BEGIN Records supplied
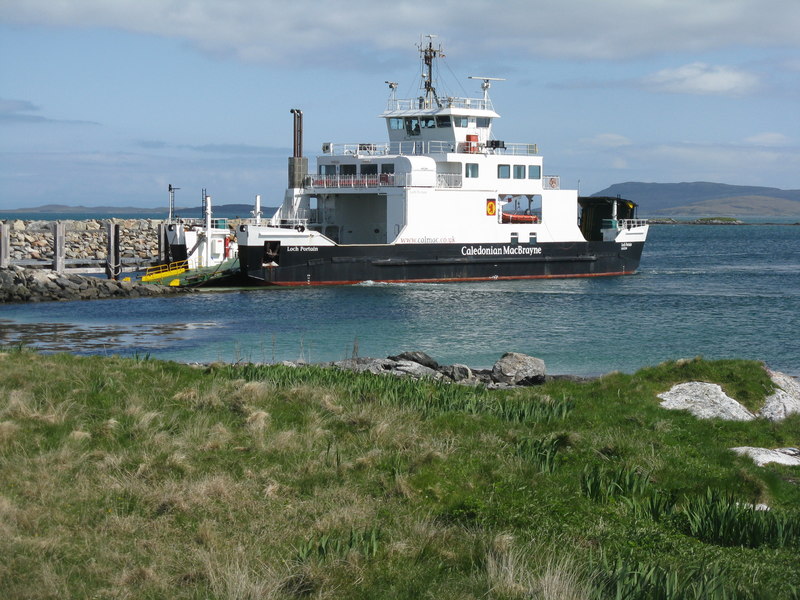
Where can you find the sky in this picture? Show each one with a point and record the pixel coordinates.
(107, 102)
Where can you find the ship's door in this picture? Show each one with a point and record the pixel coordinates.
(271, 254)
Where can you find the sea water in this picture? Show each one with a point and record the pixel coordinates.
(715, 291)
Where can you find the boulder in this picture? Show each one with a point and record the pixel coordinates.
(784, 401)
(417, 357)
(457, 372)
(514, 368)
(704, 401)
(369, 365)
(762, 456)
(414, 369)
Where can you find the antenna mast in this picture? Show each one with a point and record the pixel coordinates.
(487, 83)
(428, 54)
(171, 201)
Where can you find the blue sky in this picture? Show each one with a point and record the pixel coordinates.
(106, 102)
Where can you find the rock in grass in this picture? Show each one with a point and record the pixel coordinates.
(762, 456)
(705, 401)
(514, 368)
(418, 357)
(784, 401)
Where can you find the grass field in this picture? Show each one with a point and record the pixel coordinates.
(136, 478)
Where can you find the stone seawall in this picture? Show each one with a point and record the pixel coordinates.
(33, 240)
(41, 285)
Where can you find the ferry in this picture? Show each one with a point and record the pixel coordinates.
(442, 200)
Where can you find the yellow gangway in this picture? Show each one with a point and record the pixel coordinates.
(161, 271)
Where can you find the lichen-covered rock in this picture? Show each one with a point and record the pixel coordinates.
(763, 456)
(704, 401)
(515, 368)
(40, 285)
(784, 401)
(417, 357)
END Records supplied
BEGIN Records supplied
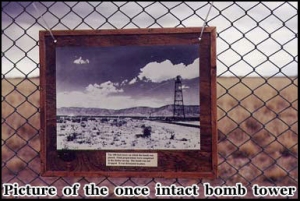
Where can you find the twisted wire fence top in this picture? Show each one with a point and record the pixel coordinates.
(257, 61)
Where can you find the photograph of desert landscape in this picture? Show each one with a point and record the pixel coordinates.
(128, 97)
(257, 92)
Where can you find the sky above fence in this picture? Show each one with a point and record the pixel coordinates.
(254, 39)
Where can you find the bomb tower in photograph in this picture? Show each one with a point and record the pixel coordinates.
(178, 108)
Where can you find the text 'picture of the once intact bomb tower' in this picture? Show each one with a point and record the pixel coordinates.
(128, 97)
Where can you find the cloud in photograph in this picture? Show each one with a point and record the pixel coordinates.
END Records supplied
BEGIN Records supplied
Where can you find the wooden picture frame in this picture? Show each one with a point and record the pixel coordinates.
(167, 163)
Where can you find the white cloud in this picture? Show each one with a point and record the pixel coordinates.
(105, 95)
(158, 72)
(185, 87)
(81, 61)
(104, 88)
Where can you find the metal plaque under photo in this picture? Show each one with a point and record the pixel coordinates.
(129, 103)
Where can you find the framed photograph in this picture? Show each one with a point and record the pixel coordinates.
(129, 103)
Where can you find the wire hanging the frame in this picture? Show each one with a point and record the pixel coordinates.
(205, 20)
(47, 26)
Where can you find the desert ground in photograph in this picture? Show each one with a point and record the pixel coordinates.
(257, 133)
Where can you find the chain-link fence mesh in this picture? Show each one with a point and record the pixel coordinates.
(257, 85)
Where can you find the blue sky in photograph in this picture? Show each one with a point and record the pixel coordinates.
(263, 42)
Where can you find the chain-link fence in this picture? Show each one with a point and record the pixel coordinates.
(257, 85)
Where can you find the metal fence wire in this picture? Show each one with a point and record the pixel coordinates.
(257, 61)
END Records supplied
■ **Exercise description**: Repeat the entries above verbatim, but only from the line that has "Where can you find the twisted" down to the line that has "Where can you find the cloud", inclusive.

■ **Exercise answer**:
Where can you find the twisted wire fence top in this picture? Show each one with a point and record the pixel coordinates.
(257, 61)
Where can you find the photograph of desert landscape in this picture? Show each one with a point and record the pixel coordinates.
(128, 97)
(257, 92)
Where can you find the sky above fence in this picture? Show each one with a point and record the pixel coordinates.
(254, 39)
Where can you find the bomb tower in photograph in this picture? Show each one with a point and record the pixel coordinates.
(178, 108)
Where can you find the text 'picture of the once intact bomb tower' in this picture? Show each one with a point and record the pixel coordinates.
(128, 97)
Where can you find the cloud in photograph in this picture? Show each one with a point and record the pixel coordinates.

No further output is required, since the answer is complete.